|
CQL
CQL (Common/caGrid Query Language) is the caGrid query language used for all caGrid Data Services to express queries against a data source using an object oriented language. It is defined in an XML document conforming to a well defined schema with the URI http://CQL.caBIG/1/gov.nih.nci.cagrid.CQLQuery .
  |
| The CQL Schema Diagram |
The CQL Schema consists of the following main components:
- CQL Query
- A simple wrapper element at the head of every CQL query document. It contains the target element.
- Target
- The Target element is of the type Object, and describes the data type which the query will return.
- QueryModifier
- An optional element modifying the returned result set. This modifier has a required attribute 'countOnly' which can tell the data service to return the number of results the query would return. The modifier optionally allows for a choice of a list of Attribute Names or a single Distinct Attribute to return. When the list of attribute names is specified, sets of tuples are returned containing the attribute names and corresponding values for each object instance returned by the query. When distinct attribute is used, only unique attribute values are placed in the returned attribute sets.
- Object
- The Object element contains the required attribute 'name.' This attribute's value defines the caDSR class of the object. When the Object is the top level target of a CQL query, it identifies the data type that will be returned by the caGrid Data Service. The Object allows for a choice between three child elements. The possible child elements are Attribute, Association, and Group. Objects may have at most one of these child elements.
- Attribute
- An Attribute type in CQL describes a restriction for an attribute of an Object. The Attribute contains three XML attributes, which define the restriction. The attribute 'name' defines the name of the attribute to be restricted. The attribute 'value' defines the restriction on the attribute. The attribute 'predicate' describes what type of restriction the Attribute defines. Allowable predicates are defined by the schema's simple type 'Predicate', which defines an enumeration of allowable values. The predicate values are generally self-descriptive: "EQUAL_TO", "NOT_EQUAL_TO", "LIKE", "LESS_THAN", "LESS_THAN_EQUAL_TO", "GREATER_THAN", and "GREATER_THAN_EQUAL_TO." Two additional predicates, "IS_NOT_NULL", and "IS_NULL" check only for the presence or absence, respectively, of an attribute, and do not restrict its value at all. Therefore, any 'value' attribute will be ignored when using these predicates.
=======
§ Exercise 1
Pull out each line of the rows that contains the string "asphalt".
The CQL text and the rows come from two unrelated sources.

[Entries in the collection]
=======
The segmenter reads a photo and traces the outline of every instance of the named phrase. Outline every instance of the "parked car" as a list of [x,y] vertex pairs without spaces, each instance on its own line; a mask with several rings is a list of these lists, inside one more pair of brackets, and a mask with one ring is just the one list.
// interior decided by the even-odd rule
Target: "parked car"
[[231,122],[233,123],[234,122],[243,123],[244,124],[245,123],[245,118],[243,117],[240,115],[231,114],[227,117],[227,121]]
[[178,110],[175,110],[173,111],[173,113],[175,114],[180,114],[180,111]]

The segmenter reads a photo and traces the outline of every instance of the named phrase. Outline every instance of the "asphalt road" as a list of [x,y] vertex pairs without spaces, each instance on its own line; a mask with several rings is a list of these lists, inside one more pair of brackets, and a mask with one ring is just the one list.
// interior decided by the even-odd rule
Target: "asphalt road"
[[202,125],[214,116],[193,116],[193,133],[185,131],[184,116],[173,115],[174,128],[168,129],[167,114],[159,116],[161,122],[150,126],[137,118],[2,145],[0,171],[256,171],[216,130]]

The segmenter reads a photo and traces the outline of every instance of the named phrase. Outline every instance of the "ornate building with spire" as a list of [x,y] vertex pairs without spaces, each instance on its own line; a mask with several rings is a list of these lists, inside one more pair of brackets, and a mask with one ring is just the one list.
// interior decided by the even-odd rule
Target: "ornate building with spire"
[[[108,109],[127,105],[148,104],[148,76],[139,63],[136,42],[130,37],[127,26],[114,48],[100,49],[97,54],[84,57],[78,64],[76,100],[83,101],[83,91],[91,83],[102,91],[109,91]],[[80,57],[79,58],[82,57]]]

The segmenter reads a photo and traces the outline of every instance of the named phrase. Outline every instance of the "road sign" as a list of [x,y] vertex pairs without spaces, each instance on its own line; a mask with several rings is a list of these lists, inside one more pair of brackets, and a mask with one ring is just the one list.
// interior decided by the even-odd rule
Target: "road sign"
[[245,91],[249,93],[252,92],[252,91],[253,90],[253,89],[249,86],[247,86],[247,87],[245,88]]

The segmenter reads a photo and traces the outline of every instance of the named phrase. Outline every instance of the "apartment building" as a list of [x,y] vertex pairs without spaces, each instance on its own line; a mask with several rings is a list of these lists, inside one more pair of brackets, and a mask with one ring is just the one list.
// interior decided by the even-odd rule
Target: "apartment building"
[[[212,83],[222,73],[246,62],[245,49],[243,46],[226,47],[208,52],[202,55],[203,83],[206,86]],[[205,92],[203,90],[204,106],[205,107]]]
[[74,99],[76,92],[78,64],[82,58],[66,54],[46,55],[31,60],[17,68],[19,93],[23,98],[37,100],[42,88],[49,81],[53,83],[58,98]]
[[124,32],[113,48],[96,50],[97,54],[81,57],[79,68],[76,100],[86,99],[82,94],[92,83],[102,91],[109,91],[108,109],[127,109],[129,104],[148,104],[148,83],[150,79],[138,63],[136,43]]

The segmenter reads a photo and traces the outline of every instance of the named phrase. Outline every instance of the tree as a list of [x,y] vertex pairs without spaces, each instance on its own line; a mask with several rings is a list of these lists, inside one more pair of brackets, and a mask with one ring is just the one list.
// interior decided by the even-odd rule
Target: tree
=======
§ Exercise 2
Write what comes next in the passage describing the CQL schema, picking up after its final sentence.

§ Task result 1
The segmenter reads a photo and traces the outline of every instance of the named phrase. Outline every instance of the "asphalt road" as a list of [x,y] vertex pairs without spaces, each instance on its own line; a mask with several rings is a list of these lists, inside one more pair of brackets, and a mask with one ring is just the one list.
Target: "asphalt road"

§ Task result 2
- Association
- An association describes a related Object, which defines the associated Object's restrictions for the query, as well as the relationship from one object to another. Specifically, it defines the relationship down the object model tree. The Association complex type is an extension of Object. The Association has a single, optional attribute named 'roleName.' This attribute identifies which associated object field the Association is defining. For example, a person may have more than one address, perhaps business and home. To perform a restriction against the home address, a query must specify the home address role name for the associated object. If the query omits the role name, such a query becomes ambiguous, as there is more than one field of Person which has a type of Address. In this case, the data service will throw a MalformedQueryException explaining that the requested association is ambiguous. In the case of an object where there is only one field of a given type, the roleName attribute may be omitted, and the data service will resolve the correct name as the query is processed.
- Group
- Groups define logical joints of two or more conditions, and operate against the Object to which they are attached. Groups must have two or more children, which may be a mixture of type Attribute, Association, or Group. Groups also have an attribute named 'logicOperator,' whose type is defined in the schema's simple type LogicalOperator. This type is an enumeration of the values "AND" and "OR." The operator is applied to all children in the group. The "AND" operator requires that all conditions in the group be true for the group to evaluate as true. The "OR" operator requires that any condition in the group evaluate as true.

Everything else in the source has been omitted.